Lemmatization is the breakdown of a word to its root form, called lemma
The .lemma attribute gets the lemma of that token

In [7]:
# Most common words excluding stop words and punctuations
import spacy
from collections import Counter
nlp = spacy.load("en_core_web_sm")
complete_text = (
    "Gus Proto is a Python developer currently"
    " working for a London-based Fintech company. He is"
    " interested in learning Natural Language Processing."
    " There is a developer conference happening on 21 July"
    ' 2019 in London. It is titled "Applications of Natural'
    ' Language Processing". There is a helpline number'
    " available at +44-1234567891. Gus is helping organize it."
    " He keeps organizing local Python meetups and several"
    " internal talks at his workplace. Gus is also presenting"
    ' a talk. The talk will introduce the reader about "Use'
    ' cases of Natural Language Processing in Fintech".'
    " Apart from his work, he is very passionate about music."
    " Gus is learning to play the Piano. He has enrolled"
    " himself in the weekend batch of Great Piano Academy."
    " Great Piano Academy is situated in Mayfair or the City"
    " of London and has world-class piano instructors."
)
complete_doc = nlp(complete_text)

words = [
    token.text
    for token in complete_doc
    if not token.is_stop and not token.is_punct
]

print(Counter(words).most_common(5))

[('Gus', 4), ('London', 3), ('Natural', 3), ('Language', 3), ('Processing', 3)]


Part of Speech Tagging POS

Noun, Pronoun, Adjective, Verb, Adverb, preposition, Conjuction, interjection

That is what .pos_ attribute of a token is 

In [8]:
import spacy
nlp = spacy.load("en_core_web_sm")
about_text = (
 "Gus Proto is a Python developer currently"
 " working for a London-based Fintech"

WHAT YOU NEED TO DO: From the spaCy notes above, write out word for word the stretch from "complete_doc = nlp(complete_text)" through "print(Counter(words).most_common(5))".

SUPPLIED MATERIAL:
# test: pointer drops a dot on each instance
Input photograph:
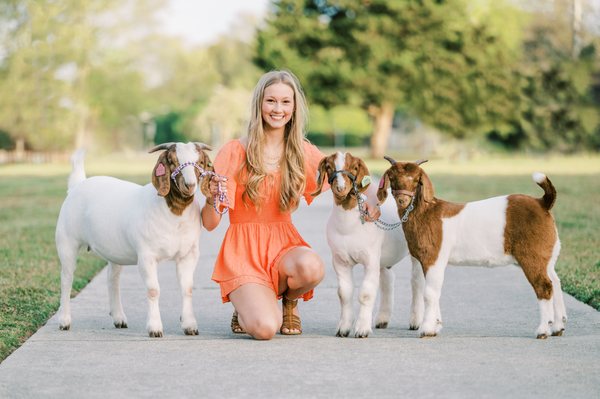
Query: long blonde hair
(293, 180)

EXPECTED OUTPUT:
complete_doc = nlp(complete_text)

words = [
    token.text
    for token in complete_doc
    if not token.is_stop and not token.is_punct
]

print(Counter(words).most_common(5))